▸ What this task involves
Every line of the data must be copied exactly.

▸ The input

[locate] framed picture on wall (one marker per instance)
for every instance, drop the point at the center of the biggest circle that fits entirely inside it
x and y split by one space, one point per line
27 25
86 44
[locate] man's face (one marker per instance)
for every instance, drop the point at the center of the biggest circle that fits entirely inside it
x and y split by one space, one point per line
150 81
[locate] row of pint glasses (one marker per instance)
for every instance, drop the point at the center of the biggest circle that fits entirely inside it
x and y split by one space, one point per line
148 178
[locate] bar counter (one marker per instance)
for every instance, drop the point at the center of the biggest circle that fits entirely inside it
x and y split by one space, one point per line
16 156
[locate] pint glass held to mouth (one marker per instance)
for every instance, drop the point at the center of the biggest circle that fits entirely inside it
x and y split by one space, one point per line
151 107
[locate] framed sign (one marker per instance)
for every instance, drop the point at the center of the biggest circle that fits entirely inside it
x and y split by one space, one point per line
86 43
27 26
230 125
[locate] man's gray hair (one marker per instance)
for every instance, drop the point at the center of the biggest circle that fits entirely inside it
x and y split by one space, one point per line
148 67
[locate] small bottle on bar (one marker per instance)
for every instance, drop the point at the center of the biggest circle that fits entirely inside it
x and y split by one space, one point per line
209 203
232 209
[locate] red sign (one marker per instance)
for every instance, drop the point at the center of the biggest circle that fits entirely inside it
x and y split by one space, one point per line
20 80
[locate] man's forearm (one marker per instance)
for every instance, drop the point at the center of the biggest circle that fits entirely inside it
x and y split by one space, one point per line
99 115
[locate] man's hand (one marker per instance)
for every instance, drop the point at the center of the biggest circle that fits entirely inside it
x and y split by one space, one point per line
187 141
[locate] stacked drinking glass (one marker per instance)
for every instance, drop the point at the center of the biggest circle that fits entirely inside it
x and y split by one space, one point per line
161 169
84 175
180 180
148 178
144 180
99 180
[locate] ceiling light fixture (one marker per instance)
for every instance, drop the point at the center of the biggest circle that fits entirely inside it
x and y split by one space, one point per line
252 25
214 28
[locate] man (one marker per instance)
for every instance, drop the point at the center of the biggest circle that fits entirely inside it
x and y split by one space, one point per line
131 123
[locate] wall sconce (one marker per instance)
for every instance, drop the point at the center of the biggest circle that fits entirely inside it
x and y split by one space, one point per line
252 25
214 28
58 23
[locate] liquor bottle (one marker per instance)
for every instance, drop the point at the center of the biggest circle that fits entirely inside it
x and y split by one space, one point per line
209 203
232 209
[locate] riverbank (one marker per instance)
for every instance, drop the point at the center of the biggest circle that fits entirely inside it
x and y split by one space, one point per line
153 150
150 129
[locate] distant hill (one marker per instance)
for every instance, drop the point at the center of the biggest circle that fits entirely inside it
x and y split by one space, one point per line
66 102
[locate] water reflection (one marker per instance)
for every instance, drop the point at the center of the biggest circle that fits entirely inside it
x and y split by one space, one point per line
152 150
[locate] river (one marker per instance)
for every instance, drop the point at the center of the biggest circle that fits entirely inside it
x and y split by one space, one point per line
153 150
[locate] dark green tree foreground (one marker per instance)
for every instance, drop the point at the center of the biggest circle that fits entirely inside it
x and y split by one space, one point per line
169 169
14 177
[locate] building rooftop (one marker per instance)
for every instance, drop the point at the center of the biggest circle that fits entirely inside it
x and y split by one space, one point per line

▸ Reply
[locate] framed picture on wall (one marker per instance)
for every instance, drop the point at the center of the biggest circle that fits entirely inside it
x and y split by one space, one point per line
27 25
86 44
[locate] man's face (one marker per instance)
for every instance, drop the point at the center of the biggest circle that fits entirely inside it
x and y split by one space, one point per line
150 81
[locate] row of pint glasses (one marker per instance)
for every instance, drop the point at the center of the biggest circle that fits entirely inside it
x and y split by one space, one point per line
148 178
[locate] bar counter (one marker per instance)
for every instance, drop the point at the center of the biggest circle that fits entirely inside it
x and y split by one space, one point per line
16 156
[locate] pint glass held to mouth (one marker per instance)
for every instance, drop the point at the center of the biggest circle that fits entirely inside it
x and y split by one space, one point per line
151 107
[locate] framed sign (one marker per instance)
for every instance, drop the point at the center of the biggest circle that fits entirely inside it
x and y split by one space, one point per line
86 43
27 26
230 125
[locate] man's gray hair (one marker per instance)
for every instance, drop the point at the center of the biggest circle that fits entirely inside it
x and y split by one space, one point per line
148 67
[locate] small bottle on bar (one marker per instance)
for every instance, drop the point at the center of the biggest circle that fits entirely inside it
x and y split by one space, one point per line
209 203
232 209
[locate] red sign (one marker per instance)
for every instance, drop the point at the center of the biggest circle that fits entirely inside it
x and y split by one space, one point per line
20 80
[locate] man's forearm (one marker per instance)
for every instance, drop the point at the center of the biggest circle that fits entirely inside it
x and y split by one space, one point per line
99 115
[locate] man's hand (one marker per instance)
for every instance, drop the point at the center of the biggest circle that fits entirely inside it
x and y split by one space, one point per line
187 141
[locate] stacked drinking glass (one marker per instance)
for every instance, drop the point at the center of the biggest circle that fits entirely inside it
x and y split by one space, one point per line
161 169
84 175
180 180
148 178
144 180
99 180
[locate] ceiling light fixture (one marker per instance)
for every instance, drop the point at the center of the biggest circle that fits entirely inside it
x and y split by one space, one point per line
252 25
214 28
[locate] man (one marker per instance)
for every instance, drop the point at the center of the biggest circle that fits entirely inside it
x and y split by one space, one point per line
131 123
[locate] wall sconce (one marker per instance)
for every instance, drop the point at the center of the biggest circle that fits entirely inside it
x and y split by one space, one point per line
252 25
214 28
58 23
[locate] liquor bottle (one marker per instance)
for every instance, drop the point at the center of the biggest circle that fits entirely inside it
x and y split by one space, one point per line
209 203
232 209
[locate] riverbank (one marker per instance)
for every instance, drop the point at the center of the biggest circle that fits entirely inside it
x and y split by one space, one point per line
153 150
150 129
[locate] distant hill (one marker per instance)
for every instance, drop the point at the center of the biggest circle that fits entirely inside it
x and y split by one space, one point per line
66 102
[locate] water reflection (one marker per instance)
for every instance, drop the point at the center of the biggest circle that fits entirely inside it
x and y split by one space, one point per line
152 150
[locate] river (one marker per instance)
for every instance, drop the point at the center of the biggest circle that fits entirely inside it
x and y split by one space, one point per line
153 150
[locate] dark green tree foreground (one marker per instance)
for every instance, drop the point at the center of the biggest circle that fits entirely inside it
x and y split by one space, one point per line
169 169
14 177
[locate] building rooftop (one marker per instance)
for every instance, drop the point at the center of the biggest circle that fits entirely inside it
x and y split by one space, one point per line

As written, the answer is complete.